Reproduce each of the following records word for word, keeping every line as it stands.

(Some records)
________

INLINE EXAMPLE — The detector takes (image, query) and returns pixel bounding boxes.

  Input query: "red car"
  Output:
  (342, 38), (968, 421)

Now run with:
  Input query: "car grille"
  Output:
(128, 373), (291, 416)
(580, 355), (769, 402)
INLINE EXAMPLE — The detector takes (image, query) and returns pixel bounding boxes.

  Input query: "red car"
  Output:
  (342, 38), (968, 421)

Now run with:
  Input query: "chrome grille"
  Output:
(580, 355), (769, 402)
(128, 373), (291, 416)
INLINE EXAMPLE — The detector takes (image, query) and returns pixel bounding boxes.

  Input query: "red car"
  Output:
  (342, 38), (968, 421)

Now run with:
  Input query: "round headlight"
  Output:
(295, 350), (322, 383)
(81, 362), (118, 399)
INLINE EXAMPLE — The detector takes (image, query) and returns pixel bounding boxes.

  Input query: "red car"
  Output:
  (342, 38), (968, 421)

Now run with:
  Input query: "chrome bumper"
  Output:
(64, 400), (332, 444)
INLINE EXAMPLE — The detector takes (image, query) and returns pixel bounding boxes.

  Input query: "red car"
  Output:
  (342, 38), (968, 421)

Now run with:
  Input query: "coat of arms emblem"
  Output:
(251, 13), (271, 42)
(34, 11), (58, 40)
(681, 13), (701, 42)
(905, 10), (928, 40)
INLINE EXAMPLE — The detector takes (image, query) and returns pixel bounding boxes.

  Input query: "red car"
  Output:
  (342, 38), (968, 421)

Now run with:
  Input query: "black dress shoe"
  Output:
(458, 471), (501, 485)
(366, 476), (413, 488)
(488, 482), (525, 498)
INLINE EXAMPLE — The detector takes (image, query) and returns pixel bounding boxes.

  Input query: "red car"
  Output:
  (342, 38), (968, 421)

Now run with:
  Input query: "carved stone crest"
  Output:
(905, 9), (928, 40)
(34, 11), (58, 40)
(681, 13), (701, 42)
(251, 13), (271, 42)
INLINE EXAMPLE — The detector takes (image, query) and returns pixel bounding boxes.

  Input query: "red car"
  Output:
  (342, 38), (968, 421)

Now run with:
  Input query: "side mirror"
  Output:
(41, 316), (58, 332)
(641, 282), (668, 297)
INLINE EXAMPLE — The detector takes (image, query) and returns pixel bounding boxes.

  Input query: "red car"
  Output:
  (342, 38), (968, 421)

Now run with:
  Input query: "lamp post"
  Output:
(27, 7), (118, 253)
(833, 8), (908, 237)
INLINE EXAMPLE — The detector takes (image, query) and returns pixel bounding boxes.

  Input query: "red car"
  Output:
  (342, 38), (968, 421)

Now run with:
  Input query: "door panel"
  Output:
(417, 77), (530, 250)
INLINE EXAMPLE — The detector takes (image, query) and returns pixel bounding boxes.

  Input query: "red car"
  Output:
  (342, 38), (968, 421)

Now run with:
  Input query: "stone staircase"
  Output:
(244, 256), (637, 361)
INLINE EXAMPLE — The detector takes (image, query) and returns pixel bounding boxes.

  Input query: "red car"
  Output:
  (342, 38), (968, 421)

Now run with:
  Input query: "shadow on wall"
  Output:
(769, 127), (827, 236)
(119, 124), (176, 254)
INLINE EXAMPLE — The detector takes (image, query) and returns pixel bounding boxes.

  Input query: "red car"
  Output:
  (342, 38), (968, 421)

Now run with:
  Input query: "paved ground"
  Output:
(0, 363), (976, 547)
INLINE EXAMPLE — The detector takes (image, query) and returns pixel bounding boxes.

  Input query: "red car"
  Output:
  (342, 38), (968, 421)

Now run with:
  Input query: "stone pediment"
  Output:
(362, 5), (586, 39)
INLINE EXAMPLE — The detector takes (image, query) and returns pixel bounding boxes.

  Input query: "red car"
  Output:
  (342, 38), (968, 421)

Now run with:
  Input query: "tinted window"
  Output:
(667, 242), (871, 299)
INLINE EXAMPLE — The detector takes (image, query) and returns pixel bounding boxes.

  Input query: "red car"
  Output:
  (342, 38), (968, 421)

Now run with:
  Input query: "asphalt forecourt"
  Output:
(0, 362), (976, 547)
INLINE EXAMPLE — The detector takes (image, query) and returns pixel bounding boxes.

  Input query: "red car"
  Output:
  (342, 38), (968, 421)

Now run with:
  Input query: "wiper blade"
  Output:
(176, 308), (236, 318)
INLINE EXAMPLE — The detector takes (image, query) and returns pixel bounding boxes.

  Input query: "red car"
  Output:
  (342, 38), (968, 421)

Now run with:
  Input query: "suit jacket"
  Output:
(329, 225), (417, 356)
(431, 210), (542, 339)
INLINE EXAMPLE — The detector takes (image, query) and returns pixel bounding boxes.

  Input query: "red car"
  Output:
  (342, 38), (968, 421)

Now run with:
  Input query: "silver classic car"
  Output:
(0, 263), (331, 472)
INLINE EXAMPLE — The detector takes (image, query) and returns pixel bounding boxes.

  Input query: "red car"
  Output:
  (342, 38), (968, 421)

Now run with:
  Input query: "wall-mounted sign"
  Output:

________

Reply =>
INLINE EXAMPLE — The detector takes (image, query) and returns pixel bounding boxes.

  Input query: "red car"
  Output:
  (342, 38), (968, 421)

Now run with:
  Input query: "car grille"
  Output:
(128, 373), (291, 416)
(580, 355), (769, 402)
INLINE EXAMPLE — The detector takes (image, query) and returns pixel bounding boxes.

  Input query: "red car"
  Output:
  (342, 38), (968, 421)

Now run with:
  Input query: "chrome grille"
  Output:
(580, 355), (769, 402)
(128, 373), (291, 416)
INLINE EXAMPLE — The detector takes (image, query) and returns pixel bounding boxes.

  Input query: "red car"
  Output:
  (342, 38), (968, 421)

Now run with:
  Input query: "round headlight"
  Output:
(295, 350), (322, 383)
(81, 362), (118, 399)
INLINE EXAMPLE — The detector takes (image, query) and returns pixel bounding boxes.

  Input query: "red car"
  Output:
  (342, 38), (968, 421)

Now run with:
  Input query: "chrome bumper"
  Output:
(64, 400), (332, 444)
INLINE EXAMPLE — The detector takes (image, query) and returns pixel bounding boxes.

  Input query: "red car"
  Output:
  (342, 38), (968, 421)

Now run with:
  Input query: "coat of arms emblem"
  Output:
(251, 13), (271, 42)
(34, 11), (58, 40)
(681, 13), (701, 42)
(905, 10), (928, 40)
INLINE EXAMPLE — The detector takes (image, query) and returns pixel bounding boxes.

  Input query: "red car"
  Output:
  (342, 38), (968, 421)

Now run with:
  Input query: "black dress shoe"
  Output:
(458, 471), (501, 485)
(366, 476), (413, 488)
(488, 482), (525, 498)
INLINE EXAMPLE — The detector takes (image, query) and returns pixel bounding boxes.

  Input query: "red car"
  Output:
  (342, 38), (968, 421)

Now run with:
  Input query: "carved stone crest"
  Output:
(905, 9), (928, 40)
(34, 11), (58, 40)
(681, 13), (701, 42)
(251, 13), (271, 42)
INLINE EXAMPLE — The detector takes (image, query) and returns pixel bounding boxes.

  Input query: "red car"
  Output:
  (342, 38), (968, 421)

Now run with:
  Input query: "side mirror"
  Output:
(41, 316), (58, 332)
(641, 282), (668, 297)
INLINE EXAMPLE — The detector takes (image, query) and returns pixel bounding boxes.

  Input query: "red car"
  Output:
  (342, 38), (968, 421)

Now run with:
  Input query: "lamp post"
  Output:
(27, 7), (118, 253)
(833, 8), (908, 237)
INLINE EXAMPLE — The detector takes (image, query) and returns pixel bounding boxes.

  Input query: "red car"
  Output:
  (342, 38), (968, 421)

Now run with:
  Input query: "door panel"
  Output:
(417, 77), (530, 250)
INLINE EXAMPLE — The detector takes (image, query) and returns pixel bounding boxes.

  Input query: "red car"
  Output:
  (342, 38), (968, 421)

Now run with:
  Input query: "stone staircase"
  Output:
(244, 256), (637, 361)
INLINE EXAMPLE — The detector takes (image, query) and returns pixel bounding boxes.

  Input query: "red car"
  Output:
  (342, 38), (968, 421)

Now run with:
  Input query: "shadow on wall"
  Output:
(769, 127), (827, 236)
(119, 124), (176, 254)
INLINE EXAMPLE — The detector takes (image, query) and returns pixel bounding boxes.

  Input query: "red car"
  Output:
  (342, 38), (968, 421)

Now run with:
  Input query: "paved ground"
  Output:
(0, 363), (976, 547)
INLINE EXAMPLE — The detector takes (image, query) and returns pixel bounding boxes.

  Input query: "red car"
  Output:
  (342, 38), (968, 421)

Now run with:
  Input query: "stone pediment"
  Output:
(362, 5), (586, 39)
INLINE EXAMPLE — The detector takes (image, query) and returns pixel bounding boxes.

  Input query: "red car"
  Output:
  (342, 38), (968, 421)

Now run with:
  Input query: "tinted window"
  Output:
(667, 242), (871, 299)
INLINE EXAMPLE — The detector takes (image, query) and returns pixel bounding boxes.

  Input query: "red car"
  Output:
  (342, 38), (968, 421)

Now run with:
  Input query: "asphalt forecourt"
  Output:
(0, 362), (976, 547)
INLINE EXAMPLE — The detector takes (image, query) and returns pixel bounding boxes.

  Input query: "red car"
  Output:
  (342, 38), (968, 421)

Now run with:
  Input query: "wiper blade"
  Output:
(176, 308), (236, 318)
INLINE EXAMPLE — The detector takes (image, query) and returns pixel bounding boxes.

  Input query: "red car"
  Output:
  (342, 38), (968, 421)

Now run with:
  Input query: "suit jacket"
  Output:
(329, 225), (417, 356)
(431, 210), (542, 339)
INLINE EXAMPLE — The detector takes (image, query) and returns pixel bounding boxes.

  Input query: "red car"
  Output:
  (342, 38), (968, 421)

Now run with:
  Input query: "silver classic car"
  Output:
(0, 263), (331, 472)
INLINE EXAMPLE — The detector takes (image, query) and returns pixel bounding boxes.

  Input query: "red car"
  Output:
  (342, 38), (968, 421)

Now run with:
  Input query: "wall-mounted sign"
  Output:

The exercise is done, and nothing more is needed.